Point-per-instance localization data:
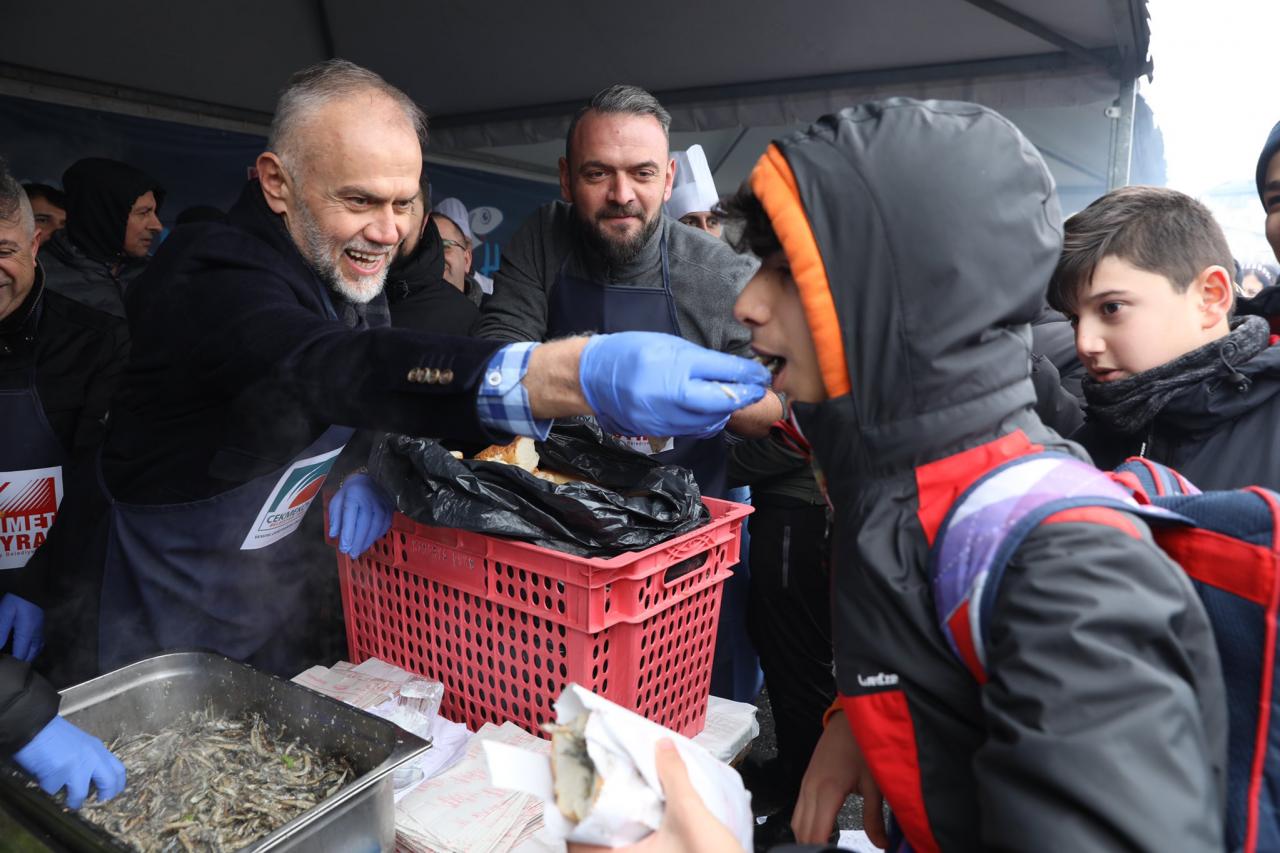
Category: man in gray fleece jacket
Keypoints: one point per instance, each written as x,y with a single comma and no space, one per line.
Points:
606,259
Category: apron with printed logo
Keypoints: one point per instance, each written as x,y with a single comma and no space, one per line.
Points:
224,573
581,306
31,469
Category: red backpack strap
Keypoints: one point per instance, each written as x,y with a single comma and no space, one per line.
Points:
987,524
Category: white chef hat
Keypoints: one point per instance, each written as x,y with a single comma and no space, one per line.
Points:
456,211
694,188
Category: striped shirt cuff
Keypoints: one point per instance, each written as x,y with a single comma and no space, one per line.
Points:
502,401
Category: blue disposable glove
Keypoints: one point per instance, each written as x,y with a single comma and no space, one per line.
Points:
62,755
645,383
361,512
27,624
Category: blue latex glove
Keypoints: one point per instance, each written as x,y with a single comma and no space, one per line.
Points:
62,755
27,624
645,383
361,512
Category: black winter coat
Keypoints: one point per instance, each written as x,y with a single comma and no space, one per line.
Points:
80,356
236,369
27,703
95,283
1215,433
419,296
1096,638
236,366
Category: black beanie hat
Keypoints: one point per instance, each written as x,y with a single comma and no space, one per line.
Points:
100,194
1269,151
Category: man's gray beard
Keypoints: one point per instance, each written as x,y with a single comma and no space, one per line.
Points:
617,252
321,255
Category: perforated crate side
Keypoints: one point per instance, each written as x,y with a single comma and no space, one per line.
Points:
501,664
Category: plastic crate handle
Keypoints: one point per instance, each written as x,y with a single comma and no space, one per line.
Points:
676,573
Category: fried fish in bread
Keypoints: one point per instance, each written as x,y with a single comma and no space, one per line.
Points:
520,452
572,770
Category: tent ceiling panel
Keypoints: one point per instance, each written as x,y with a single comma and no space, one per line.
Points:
460,58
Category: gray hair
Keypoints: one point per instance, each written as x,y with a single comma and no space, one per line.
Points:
14,204
621,99
321,83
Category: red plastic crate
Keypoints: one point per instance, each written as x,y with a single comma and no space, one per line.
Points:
504,625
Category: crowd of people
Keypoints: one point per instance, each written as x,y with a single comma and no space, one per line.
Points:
160,400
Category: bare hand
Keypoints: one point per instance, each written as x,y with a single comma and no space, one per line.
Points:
688,826
836,770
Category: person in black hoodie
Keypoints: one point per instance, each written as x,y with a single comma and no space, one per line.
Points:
1101,723
59,365
112,226
1146,278
416,291
41,338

» What is needed:
Scan the data above for the word "crate". Copy every line in which it is found.

» Reply:
Category: perforated crate side
Category: plastic crate handle
Category: red plastic crate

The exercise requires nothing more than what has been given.